● **Entries from a point annotation set**:
----------------------------------------
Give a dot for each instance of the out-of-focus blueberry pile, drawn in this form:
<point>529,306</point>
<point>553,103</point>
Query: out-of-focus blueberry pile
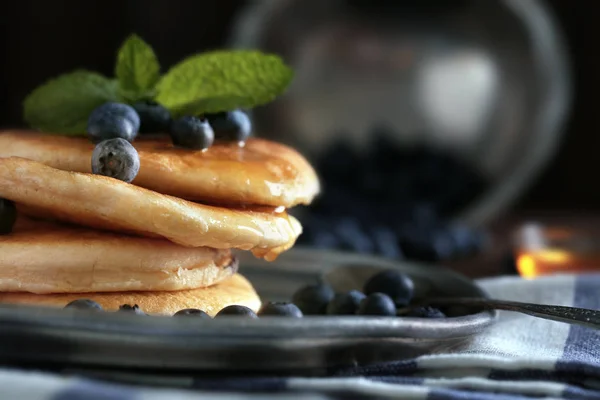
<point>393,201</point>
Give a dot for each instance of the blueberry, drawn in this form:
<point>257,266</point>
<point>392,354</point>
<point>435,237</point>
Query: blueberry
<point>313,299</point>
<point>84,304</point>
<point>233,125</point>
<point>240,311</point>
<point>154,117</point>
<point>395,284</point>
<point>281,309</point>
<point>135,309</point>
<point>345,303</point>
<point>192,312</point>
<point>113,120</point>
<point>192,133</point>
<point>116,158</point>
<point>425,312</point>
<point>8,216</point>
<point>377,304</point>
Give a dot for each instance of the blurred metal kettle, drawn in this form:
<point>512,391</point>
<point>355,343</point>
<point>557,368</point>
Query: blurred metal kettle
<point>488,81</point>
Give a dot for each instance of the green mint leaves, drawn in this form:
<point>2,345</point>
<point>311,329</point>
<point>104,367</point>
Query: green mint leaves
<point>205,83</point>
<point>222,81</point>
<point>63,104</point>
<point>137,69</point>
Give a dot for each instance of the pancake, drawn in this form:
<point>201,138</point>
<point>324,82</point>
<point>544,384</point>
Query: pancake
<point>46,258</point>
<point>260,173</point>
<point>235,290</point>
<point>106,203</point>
----------------------------------------
● **Brief**: Write out all of the rows above word for word, omitting the pictures.

● **Solution for this exercise**:
Give a dot for each instance of the out-of-focus blueberry pile, drawn in this form:
<point>529,306</point>
<point>553,103</point>
Query: out-of-focus blueberry pile
<point>393,201</point>
Give a dot for each instance of the blueberry, drawn in this form:
<point>257,266</point>
<point>392,354</point>
<point>435,237</point>
Query: blueberry
<point>313,299</point>
<point>84,304</point>
<point>233,125</point>
<point>240,311</point>
<point>154,117</point>
<point>395,284</point>
<point>281,309</point>
<point>135,309</point>
<point>345,303</point>
<point>192,312</point>
<point>113,120</point>
<point>192,133</point>
<point>116,158</point>
<point>425,312</point>
<point>8,216</point>
<point>377,304</point>
Give a dot for each instance of the blurred metal kettle, drawn in this form:
<point>512,391</point>
<point>355,343</point>
<point>557,368</point>
Query: blurred metal kettle
<point>488,81</point>
Give a dot for each instance of the green mint leaves, drawn in this form:
<point>2,345</point>
<point>311,329</point>
<point>104,367</point>
Query: green mint leaves
<point>205,83</point>
<point>222,81</point>
<point>63,104</point>
<point>137,69</point>
Give a dot for each instance of the pancake, drawn in this form:
<point>201,138</point>
<point>324,82</point>
<point>544,384</point>
Query: pancake
<point>46,258</point>
<point>260,173</point>
<point>235,290</point>
<point>106,203</point>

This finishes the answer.